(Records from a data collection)
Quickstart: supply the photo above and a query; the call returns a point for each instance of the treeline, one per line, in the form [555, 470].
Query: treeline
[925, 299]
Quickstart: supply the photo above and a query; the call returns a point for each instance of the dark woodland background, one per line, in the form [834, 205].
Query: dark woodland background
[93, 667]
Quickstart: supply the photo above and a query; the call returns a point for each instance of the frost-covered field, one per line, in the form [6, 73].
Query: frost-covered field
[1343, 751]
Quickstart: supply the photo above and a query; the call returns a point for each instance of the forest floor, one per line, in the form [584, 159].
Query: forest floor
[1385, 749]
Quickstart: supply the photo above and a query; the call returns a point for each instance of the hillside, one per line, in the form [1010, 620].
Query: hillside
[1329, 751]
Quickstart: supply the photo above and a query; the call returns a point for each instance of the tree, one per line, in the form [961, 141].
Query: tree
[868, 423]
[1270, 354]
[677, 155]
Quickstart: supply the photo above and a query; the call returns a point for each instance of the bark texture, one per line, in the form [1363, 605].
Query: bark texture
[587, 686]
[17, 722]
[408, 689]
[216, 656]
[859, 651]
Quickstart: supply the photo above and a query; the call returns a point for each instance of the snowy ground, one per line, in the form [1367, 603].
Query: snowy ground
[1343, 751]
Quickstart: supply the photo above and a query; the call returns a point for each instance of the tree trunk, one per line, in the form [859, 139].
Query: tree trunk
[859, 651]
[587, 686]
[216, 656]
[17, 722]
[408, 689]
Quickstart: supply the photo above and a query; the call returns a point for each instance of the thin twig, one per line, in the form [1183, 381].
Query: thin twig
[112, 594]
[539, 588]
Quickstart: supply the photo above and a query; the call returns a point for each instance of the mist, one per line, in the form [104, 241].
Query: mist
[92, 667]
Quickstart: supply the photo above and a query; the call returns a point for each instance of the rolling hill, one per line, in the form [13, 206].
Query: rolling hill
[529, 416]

_What you need to do_:
Rewrite all of the data above, changing each "the call returns" to "the service returns" and keeping every other part of the lines as it is.

_Exercise solution_:
Quickstart: supply the photo above and a query; the service returns a point for each instance of the treeline, one per line, in the form [555, 470].
Query: treeline
[925, 299]
Quickstart: supply the photo above and a query; the service returns a point for each instance of the dark woodland background, one per line, in the form [834, 205].
Query: dark woodland background
[93, 667]
Quickstart: supply the photo above and a query; the service returns a point for each instance of the frost-covered field, one per line, in the form [6, 73].
Query: frost-covered field
[1343, 751]
Quickstart: supply the photo above and a query; the service returns a point for each instance of the forest floor, one per line, in the form [584, 159].
Query: forest floor
[1385, 749]
Quickstart: supply the photo above and a query; the service returns a point for each instance of the hillside, one per line, in the form [1010, 620].
Query: hillside
[1329, 751]
Quickstart: supply the photo above and a query; the service returns a point for each instance of the tree, one per line, in the form [961, 141].
Query: tree
[868, 423]
[1270, 354]
[677, 155]
Quickstart: supply the photo above and a query; the service returns a point for each instance of the bark texture, one per line, in the form [1363, 605].
Query: bark texture
[587, 686]
[17, 722]
[408, 689]
[216, 656]
[859, 651]
Quickstart: supply the photo above and a query; the service returns a point for each instance of the snowy ground, one per line, in the form [1367, 603].
Query: snowy ground
[1343, 751]
Quickstart: supply the photo above and a query; the service returns a point for each instance of the tree trunk, one per line, in the form [859, 139].
Query: tree trunk
[859, 651]
[587, 686]
[216, 656]
[17, 722]
[408, 689]
Quickstart: supply the photo above and a query; the service returns a point for each instance of the thin twig, one per line, in the form [1183, 381].
Query: thin twig
[112, 594]
[539, 588]
Quickstart: supply the photo above and a query; the service returns a point for each instance of the mist, one per line, in the form [104, 241].
Query: mist
[92, 667]
Quickstart: supply the photo above and a query; the service returns a point for each instance of the rolling hill, one per line, in the form [13, 206].
Query: rolling hill
[529, 416]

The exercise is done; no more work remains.